Life & Culture

Open Thread Update: Best Mother’s Day

Last time we opened the threads so moms could share their best mother’s day gift. There weren’t a lot of responses (we hope because all the moms were being feted by their kids and grandkids), but the ones we got were touching.

Reader Rita C. calls her daughter Barbara “…a beautiful, smart, loving woman who makes me proud every day. She IS my Mother’s Day Gift.”

“The best Mother’s Day gift I got was a poem written by my son…”

Inez W.

Like a friend who preferred getting a plant and some mother-daughter activity (“It was wonderful for us both to get our hands dirty in the soil” she recalls) instead of jelly-bean pancakes, our respondents preferred the personal touch rather than a physical gift.  As respondent Mary L. so wisely said, “…Time is the most precious gift we have.”

## Excerpted data
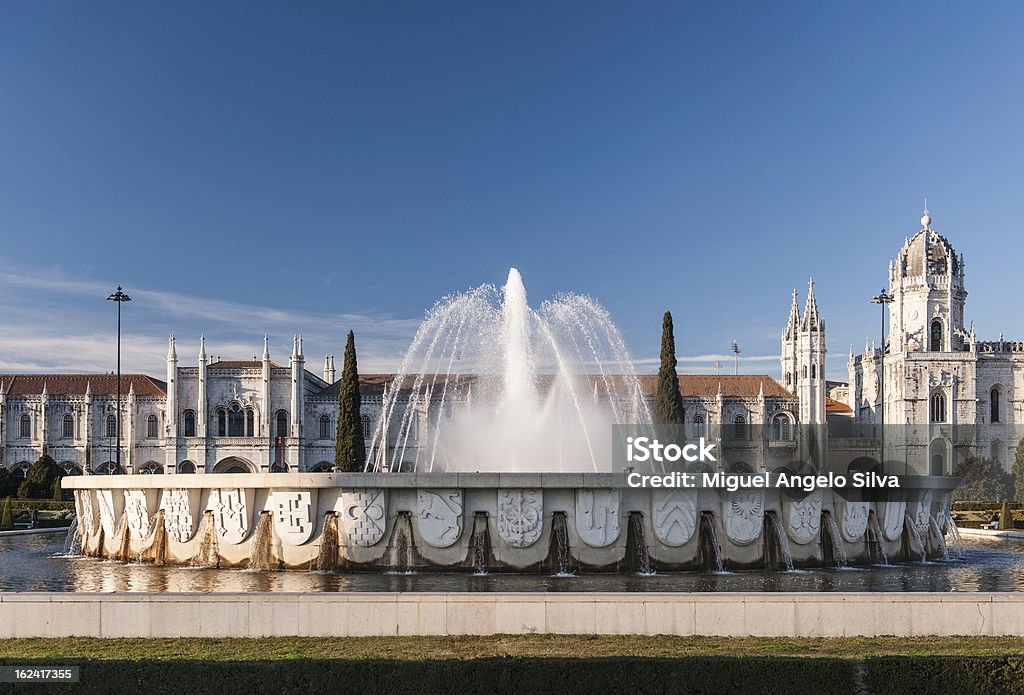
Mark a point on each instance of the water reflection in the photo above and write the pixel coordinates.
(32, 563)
---
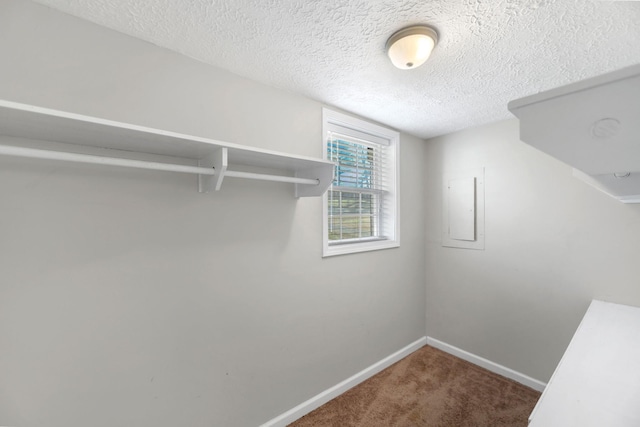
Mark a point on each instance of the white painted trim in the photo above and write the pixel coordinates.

## Task directions
Extend the Mother's Day open thread update above, picking up after its final sentence.

## Expected answer
“…celebrating my son’s graduation from college on a misty Mother’s Day morning in upstate New York was a gift I’ll never forget.”

Barbara K.

Covid lockdowns made the celebrations especially meaningful this year.

“… We haven’t seen each other in so long…. since COVID! What a blessing!”

-Linda

Read on for more details and more heartwarming moments and sentiments, and share your story in the comments.

 

 

Virge Randall is Senior Planet’s Managing Editor. She is also a freelance culture reporter who seeks out hidden gems and unsung (or undersung) treasures for Straus Newspapers; her blog “Don’t Get Me Started” puts a quirky new spin on Old School New York City. Send your suggestions for Open Threads to her at editor@seniorplanet.org.

 

COMMENTS

7 responses to “Open Thread Update: Best Mother’s Day

  1. This year my daughter and son had to maneuver and make adjustments due to my many COVID 19 concerns , ,yet support me in new and different ways. They did and continue to do so. Their ongoing enhancements (large and small ) in my everyday living situations encouraged me to use technology and improve my technology skills. This encouragement has resulted in my increased knowledge , less frustration , and more ways for me to have fun. My improved competency with technology: A stretched Mother’s Day gift, that just keeps on giving.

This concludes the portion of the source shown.